Point annotation dataset records:

☆ ☆ ☆ ☆ ☆

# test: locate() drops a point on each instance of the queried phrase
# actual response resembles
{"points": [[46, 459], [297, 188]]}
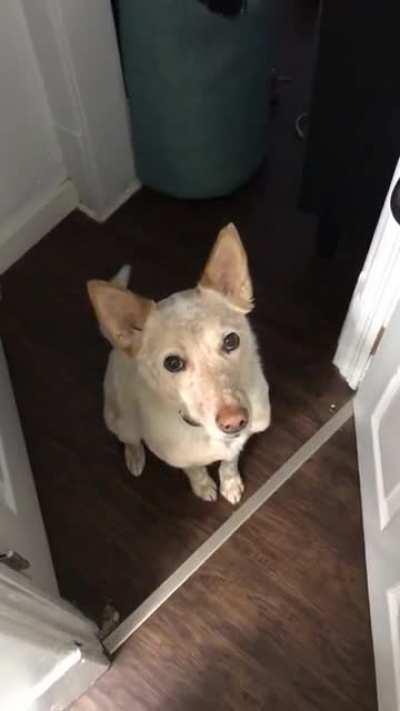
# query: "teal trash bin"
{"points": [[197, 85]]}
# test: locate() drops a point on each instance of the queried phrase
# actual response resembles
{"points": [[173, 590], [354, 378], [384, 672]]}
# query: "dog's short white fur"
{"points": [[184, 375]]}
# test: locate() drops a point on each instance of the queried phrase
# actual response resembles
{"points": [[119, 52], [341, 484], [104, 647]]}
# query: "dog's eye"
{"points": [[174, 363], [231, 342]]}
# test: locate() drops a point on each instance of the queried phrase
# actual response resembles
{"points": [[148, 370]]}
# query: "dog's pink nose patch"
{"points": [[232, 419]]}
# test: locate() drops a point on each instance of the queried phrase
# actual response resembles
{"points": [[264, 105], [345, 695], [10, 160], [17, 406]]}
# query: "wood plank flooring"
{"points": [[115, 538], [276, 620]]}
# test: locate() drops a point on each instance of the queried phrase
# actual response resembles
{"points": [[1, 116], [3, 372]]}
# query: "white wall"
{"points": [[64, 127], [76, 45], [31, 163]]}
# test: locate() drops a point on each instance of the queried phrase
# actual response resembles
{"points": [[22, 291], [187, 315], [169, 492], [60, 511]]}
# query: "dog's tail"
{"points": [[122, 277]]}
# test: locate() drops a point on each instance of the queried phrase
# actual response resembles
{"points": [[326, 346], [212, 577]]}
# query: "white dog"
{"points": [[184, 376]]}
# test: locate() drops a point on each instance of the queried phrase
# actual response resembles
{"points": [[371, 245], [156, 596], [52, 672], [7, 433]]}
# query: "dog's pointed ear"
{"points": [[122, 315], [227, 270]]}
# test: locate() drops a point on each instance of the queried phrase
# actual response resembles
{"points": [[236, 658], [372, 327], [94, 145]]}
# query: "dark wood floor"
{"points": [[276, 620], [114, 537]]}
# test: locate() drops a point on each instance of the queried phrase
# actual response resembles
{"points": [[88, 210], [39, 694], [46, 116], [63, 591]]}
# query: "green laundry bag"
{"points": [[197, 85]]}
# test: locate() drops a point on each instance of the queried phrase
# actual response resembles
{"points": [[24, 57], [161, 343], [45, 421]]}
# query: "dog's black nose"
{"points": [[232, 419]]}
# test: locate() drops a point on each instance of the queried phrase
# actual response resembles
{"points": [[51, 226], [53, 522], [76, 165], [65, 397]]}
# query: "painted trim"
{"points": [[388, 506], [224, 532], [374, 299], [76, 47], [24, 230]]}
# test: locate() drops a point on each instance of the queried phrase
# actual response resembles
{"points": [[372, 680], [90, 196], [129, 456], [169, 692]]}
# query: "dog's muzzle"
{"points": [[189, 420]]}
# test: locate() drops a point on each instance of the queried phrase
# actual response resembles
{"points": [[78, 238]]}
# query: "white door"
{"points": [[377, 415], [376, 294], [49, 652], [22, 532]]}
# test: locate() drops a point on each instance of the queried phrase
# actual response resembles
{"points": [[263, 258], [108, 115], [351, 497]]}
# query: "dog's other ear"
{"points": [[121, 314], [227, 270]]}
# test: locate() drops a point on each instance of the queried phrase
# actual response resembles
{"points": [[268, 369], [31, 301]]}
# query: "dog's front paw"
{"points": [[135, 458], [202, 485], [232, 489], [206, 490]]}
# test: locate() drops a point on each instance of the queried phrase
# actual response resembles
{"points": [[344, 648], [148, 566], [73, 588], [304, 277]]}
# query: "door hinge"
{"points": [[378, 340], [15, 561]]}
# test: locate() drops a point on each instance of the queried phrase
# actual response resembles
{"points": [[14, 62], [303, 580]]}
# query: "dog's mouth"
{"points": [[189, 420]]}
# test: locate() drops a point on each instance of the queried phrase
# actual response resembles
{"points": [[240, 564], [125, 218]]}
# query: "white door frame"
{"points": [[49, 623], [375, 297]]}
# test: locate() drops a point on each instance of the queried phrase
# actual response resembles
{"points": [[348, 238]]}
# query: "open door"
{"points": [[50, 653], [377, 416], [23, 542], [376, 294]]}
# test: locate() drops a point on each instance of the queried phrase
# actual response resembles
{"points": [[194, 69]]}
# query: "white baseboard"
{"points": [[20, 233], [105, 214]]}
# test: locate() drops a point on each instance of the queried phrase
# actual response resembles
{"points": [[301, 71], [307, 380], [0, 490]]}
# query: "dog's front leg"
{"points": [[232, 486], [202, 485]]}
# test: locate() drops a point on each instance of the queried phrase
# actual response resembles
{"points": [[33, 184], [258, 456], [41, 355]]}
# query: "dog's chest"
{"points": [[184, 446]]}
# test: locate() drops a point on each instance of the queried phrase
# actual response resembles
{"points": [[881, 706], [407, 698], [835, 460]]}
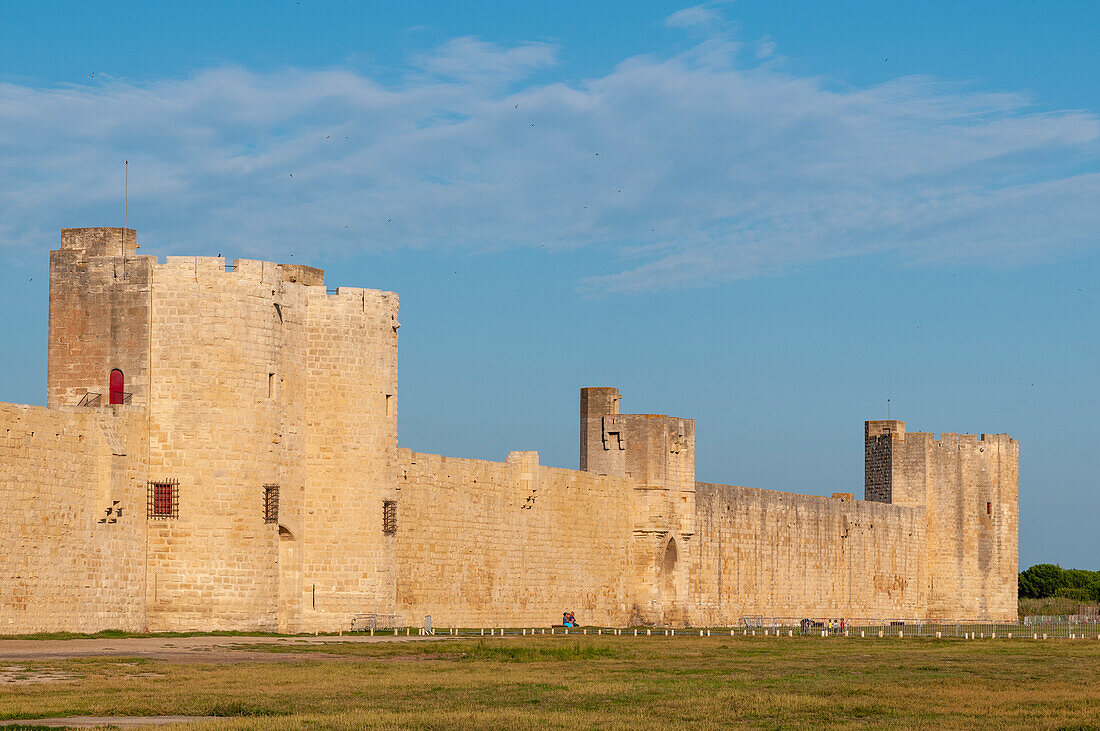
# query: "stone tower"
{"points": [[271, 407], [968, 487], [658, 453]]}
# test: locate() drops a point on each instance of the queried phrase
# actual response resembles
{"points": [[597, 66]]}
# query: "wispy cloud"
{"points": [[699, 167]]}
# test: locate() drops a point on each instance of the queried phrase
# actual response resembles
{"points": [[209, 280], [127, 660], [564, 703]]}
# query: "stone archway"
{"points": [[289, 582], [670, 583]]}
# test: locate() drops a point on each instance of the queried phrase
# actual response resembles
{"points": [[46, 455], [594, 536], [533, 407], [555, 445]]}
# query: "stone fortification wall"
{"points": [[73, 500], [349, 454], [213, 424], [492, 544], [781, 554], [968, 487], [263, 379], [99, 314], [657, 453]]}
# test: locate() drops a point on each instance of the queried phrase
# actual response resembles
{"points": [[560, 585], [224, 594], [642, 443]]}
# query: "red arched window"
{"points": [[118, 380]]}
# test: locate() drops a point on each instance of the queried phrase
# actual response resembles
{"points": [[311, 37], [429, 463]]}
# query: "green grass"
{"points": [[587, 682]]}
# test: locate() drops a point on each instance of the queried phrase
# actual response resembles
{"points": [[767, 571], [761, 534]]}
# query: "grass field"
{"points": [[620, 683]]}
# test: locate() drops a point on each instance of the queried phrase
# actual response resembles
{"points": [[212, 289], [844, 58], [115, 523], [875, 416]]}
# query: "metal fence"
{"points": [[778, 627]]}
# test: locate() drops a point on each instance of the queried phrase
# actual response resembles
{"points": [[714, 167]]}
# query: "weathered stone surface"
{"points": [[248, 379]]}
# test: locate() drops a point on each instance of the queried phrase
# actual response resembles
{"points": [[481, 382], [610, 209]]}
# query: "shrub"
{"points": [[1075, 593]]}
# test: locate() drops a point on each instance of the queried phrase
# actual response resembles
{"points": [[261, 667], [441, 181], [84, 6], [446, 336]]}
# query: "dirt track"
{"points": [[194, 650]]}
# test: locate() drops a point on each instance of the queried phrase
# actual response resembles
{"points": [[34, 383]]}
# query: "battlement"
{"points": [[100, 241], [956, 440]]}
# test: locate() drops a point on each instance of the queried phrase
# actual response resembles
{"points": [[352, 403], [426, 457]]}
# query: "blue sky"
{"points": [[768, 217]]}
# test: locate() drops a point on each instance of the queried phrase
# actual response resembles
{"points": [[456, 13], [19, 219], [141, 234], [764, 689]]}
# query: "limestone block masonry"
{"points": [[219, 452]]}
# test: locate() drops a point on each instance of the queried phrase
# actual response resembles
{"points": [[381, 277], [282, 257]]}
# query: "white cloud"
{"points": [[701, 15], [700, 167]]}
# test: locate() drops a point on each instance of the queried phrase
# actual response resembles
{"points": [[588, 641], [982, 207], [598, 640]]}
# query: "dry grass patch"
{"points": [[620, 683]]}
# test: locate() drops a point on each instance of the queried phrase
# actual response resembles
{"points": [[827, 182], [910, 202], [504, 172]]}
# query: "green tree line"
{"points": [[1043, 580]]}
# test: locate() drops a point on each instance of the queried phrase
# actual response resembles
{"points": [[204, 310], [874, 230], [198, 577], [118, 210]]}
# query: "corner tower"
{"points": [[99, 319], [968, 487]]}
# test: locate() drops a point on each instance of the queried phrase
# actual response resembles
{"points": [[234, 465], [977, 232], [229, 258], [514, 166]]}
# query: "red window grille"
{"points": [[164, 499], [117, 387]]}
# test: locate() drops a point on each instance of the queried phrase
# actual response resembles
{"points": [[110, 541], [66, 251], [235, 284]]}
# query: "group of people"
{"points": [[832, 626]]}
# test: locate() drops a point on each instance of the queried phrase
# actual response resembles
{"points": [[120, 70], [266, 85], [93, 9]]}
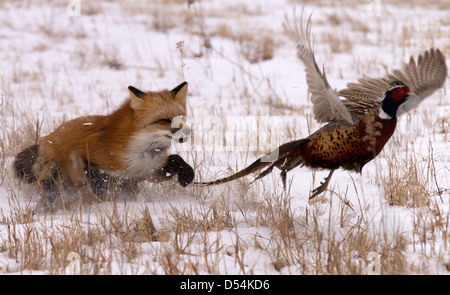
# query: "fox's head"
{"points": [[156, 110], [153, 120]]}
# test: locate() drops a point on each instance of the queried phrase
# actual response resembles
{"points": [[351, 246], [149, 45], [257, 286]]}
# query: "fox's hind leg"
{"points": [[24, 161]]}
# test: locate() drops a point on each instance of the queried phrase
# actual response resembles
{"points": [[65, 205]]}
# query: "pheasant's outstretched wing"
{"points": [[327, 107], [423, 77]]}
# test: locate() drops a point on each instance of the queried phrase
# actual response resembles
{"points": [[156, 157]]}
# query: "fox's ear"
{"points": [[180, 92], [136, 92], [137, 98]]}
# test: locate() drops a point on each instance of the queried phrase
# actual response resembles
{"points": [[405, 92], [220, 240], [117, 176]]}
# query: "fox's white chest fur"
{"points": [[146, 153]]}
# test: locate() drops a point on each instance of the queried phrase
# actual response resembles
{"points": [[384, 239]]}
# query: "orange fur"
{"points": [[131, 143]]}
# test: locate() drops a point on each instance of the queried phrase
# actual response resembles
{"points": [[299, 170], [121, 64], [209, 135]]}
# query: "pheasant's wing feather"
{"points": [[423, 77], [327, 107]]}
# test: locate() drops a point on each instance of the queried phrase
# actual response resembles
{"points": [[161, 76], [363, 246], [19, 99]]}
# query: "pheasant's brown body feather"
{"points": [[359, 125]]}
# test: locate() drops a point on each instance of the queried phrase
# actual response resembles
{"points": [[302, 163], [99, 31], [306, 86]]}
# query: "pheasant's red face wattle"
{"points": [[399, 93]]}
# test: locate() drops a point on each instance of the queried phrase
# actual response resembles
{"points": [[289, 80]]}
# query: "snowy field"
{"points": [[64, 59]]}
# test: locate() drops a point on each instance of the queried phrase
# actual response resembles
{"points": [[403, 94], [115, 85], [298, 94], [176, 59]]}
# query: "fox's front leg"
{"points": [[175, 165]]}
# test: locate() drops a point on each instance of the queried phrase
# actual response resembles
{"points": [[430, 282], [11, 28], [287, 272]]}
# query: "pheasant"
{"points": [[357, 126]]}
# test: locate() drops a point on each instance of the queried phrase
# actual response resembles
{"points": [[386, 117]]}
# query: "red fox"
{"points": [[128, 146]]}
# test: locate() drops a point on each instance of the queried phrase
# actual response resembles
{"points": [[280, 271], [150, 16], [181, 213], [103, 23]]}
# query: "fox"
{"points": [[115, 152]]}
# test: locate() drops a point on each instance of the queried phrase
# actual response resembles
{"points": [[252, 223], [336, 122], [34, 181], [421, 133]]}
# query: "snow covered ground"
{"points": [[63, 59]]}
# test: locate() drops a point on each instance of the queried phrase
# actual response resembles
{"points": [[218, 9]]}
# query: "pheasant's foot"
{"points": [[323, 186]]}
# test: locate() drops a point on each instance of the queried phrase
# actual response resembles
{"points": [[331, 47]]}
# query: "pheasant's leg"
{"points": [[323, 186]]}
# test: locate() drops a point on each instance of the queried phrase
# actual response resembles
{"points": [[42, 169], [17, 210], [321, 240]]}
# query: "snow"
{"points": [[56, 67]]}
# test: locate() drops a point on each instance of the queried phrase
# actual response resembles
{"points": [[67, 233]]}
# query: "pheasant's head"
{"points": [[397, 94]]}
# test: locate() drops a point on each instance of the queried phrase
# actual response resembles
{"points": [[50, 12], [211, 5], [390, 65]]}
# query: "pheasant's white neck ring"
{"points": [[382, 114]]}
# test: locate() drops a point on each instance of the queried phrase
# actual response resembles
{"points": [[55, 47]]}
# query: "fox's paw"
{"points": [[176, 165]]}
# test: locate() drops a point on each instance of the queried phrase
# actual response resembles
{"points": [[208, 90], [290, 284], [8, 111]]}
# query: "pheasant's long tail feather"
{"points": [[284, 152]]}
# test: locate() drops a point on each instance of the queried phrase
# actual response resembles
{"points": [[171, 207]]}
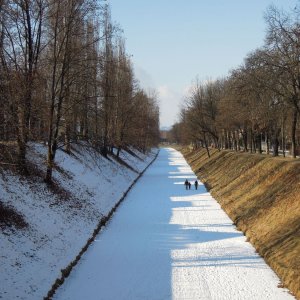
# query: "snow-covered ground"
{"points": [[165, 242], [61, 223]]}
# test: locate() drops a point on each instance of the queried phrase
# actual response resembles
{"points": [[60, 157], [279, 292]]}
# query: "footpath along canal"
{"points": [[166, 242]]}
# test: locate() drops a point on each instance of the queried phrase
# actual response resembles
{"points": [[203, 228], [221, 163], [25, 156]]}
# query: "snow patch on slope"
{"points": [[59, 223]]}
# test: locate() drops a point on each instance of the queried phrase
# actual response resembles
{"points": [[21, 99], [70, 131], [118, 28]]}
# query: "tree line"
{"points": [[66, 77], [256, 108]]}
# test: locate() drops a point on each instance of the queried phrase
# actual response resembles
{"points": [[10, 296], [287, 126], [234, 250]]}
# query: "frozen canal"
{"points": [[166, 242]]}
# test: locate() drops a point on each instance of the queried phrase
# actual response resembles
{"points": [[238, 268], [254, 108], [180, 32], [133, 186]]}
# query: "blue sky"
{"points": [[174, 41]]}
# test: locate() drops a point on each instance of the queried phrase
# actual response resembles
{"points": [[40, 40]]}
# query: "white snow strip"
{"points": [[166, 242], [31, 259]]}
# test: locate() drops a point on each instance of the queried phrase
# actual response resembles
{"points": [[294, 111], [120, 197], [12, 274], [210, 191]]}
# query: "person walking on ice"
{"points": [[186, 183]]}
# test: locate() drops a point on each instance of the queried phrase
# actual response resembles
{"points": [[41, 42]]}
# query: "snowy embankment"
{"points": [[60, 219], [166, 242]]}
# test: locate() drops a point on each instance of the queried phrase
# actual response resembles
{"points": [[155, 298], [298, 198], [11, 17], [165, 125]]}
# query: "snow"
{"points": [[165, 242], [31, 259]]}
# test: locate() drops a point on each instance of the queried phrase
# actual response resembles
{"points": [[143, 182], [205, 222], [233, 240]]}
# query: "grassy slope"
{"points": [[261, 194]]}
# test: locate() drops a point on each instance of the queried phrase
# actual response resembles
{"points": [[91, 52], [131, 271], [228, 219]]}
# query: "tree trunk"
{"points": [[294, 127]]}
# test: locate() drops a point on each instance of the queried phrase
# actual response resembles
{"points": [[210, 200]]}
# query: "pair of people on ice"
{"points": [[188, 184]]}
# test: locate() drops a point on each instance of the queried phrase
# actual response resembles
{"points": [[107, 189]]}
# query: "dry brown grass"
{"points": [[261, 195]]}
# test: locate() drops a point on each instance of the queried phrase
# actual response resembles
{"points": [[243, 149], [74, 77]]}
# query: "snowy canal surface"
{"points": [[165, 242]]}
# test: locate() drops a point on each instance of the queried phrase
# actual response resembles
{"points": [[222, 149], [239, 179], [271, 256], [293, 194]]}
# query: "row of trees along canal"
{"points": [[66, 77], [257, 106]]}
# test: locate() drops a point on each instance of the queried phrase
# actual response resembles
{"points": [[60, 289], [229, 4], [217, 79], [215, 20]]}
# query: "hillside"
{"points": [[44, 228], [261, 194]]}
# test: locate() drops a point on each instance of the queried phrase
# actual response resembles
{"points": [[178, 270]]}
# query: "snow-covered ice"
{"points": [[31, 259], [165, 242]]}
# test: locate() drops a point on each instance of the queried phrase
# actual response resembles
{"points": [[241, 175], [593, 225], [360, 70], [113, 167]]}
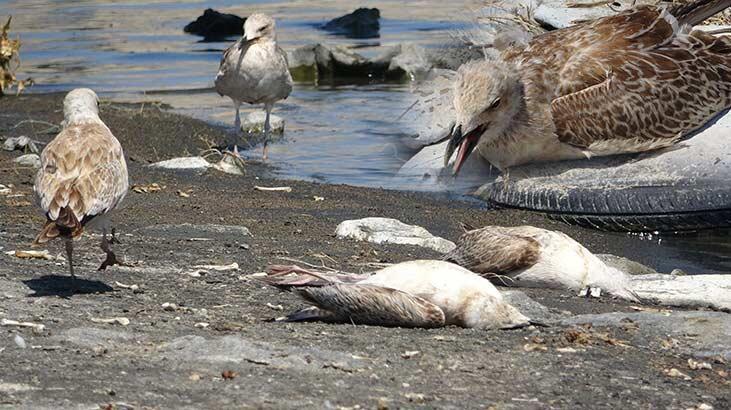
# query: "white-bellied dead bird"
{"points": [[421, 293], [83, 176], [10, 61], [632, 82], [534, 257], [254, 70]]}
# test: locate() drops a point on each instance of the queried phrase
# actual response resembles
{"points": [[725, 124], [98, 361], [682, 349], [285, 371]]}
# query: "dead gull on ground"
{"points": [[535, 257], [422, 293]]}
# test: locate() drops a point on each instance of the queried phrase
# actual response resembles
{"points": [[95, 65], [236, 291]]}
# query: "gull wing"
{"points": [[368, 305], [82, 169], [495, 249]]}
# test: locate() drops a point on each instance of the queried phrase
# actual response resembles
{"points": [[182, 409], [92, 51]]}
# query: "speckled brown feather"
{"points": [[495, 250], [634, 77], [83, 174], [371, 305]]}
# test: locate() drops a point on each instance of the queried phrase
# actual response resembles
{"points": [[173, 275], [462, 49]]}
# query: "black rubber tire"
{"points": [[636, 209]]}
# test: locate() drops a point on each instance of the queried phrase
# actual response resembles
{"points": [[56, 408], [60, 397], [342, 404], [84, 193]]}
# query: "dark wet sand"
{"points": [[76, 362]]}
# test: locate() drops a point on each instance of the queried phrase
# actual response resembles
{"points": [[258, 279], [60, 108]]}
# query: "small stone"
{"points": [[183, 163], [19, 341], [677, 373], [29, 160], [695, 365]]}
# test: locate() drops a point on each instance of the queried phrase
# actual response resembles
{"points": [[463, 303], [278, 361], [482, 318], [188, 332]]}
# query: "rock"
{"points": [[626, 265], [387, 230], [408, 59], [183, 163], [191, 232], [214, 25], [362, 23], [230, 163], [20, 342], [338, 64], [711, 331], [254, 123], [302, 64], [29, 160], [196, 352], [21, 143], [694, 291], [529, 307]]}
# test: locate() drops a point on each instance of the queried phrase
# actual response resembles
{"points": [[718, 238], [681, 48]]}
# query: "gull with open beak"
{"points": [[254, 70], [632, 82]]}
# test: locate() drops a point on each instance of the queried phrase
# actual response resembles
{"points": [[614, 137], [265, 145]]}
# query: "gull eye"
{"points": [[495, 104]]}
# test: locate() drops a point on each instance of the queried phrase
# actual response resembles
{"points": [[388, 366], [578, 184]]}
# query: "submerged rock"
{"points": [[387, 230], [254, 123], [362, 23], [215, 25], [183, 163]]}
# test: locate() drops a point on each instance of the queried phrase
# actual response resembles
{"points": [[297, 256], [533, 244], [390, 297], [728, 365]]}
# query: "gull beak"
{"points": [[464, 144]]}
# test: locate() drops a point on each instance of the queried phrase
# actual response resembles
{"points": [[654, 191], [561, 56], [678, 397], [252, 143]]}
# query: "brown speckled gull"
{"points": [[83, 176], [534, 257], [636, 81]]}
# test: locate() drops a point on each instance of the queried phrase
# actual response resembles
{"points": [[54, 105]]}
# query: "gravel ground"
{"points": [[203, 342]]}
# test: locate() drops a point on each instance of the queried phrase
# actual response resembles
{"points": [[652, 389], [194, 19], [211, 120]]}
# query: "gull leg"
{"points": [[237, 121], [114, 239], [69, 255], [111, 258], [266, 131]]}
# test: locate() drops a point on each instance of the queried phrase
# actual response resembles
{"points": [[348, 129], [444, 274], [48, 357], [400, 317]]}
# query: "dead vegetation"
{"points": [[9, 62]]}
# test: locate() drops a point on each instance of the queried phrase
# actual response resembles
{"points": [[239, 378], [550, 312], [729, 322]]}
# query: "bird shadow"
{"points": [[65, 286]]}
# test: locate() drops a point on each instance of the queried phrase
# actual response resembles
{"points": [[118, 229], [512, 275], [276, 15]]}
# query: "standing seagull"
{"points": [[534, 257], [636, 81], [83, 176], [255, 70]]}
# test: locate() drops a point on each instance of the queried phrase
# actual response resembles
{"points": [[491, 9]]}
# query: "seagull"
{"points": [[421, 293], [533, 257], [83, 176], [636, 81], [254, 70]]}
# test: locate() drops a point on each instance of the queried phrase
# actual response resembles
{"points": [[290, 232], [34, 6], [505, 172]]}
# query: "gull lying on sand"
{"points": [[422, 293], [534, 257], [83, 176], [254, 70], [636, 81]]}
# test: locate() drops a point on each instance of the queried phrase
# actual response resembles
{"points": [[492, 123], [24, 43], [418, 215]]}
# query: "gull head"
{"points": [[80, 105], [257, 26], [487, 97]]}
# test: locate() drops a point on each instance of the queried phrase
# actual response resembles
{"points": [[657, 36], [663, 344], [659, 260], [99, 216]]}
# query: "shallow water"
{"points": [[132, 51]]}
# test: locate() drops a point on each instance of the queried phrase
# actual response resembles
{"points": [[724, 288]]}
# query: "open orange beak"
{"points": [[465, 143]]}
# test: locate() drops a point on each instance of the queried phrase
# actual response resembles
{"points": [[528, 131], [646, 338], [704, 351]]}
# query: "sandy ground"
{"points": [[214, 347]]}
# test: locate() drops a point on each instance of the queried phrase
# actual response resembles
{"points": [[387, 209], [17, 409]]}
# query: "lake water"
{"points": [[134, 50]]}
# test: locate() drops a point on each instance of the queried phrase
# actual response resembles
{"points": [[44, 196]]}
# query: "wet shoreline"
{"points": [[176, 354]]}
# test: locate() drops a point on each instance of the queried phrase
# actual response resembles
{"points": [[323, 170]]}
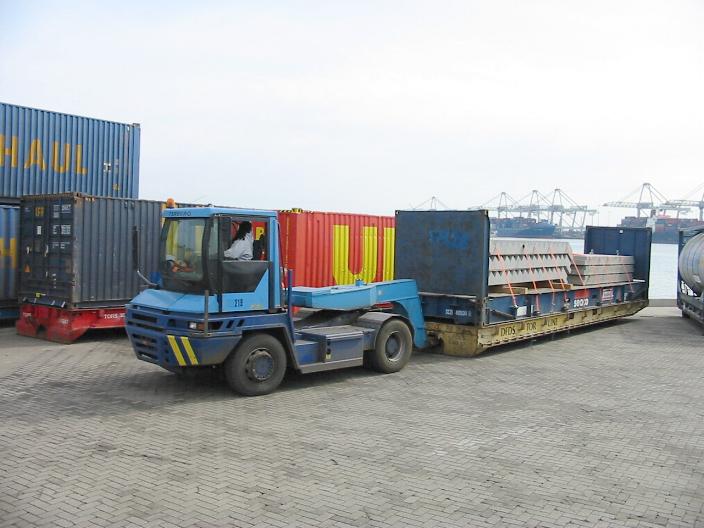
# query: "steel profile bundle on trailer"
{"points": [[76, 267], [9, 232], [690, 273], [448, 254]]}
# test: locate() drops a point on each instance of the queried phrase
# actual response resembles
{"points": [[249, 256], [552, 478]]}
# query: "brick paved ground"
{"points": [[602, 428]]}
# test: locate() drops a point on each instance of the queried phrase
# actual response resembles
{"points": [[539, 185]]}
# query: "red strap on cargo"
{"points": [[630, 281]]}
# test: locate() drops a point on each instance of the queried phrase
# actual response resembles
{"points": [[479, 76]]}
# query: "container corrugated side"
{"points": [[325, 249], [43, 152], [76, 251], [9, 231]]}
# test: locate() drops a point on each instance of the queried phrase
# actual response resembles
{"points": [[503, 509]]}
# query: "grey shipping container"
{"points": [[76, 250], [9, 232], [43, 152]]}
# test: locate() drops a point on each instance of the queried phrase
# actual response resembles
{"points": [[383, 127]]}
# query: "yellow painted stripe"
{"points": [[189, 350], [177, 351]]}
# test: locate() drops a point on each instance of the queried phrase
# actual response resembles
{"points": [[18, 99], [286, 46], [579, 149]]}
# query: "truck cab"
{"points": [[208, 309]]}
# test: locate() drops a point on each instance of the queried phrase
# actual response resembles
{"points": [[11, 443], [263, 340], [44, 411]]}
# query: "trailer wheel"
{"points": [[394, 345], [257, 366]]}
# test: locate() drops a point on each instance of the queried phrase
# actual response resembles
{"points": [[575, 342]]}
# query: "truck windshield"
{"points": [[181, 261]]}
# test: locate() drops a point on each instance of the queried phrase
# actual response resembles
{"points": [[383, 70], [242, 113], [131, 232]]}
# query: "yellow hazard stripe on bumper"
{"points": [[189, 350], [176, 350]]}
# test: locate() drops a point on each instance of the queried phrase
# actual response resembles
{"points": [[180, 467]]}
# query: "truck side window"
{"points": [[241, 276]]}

☆ ☆ ☆ ☆ ☆

■ WRITTEN INSTRUCTION ■
Please pick out every line above that contains the word "orange", and copy each one in full.

■ SOLUTION FOR THIS PROBLEM ■
# query: "orange fur"
# query: "open orange beak"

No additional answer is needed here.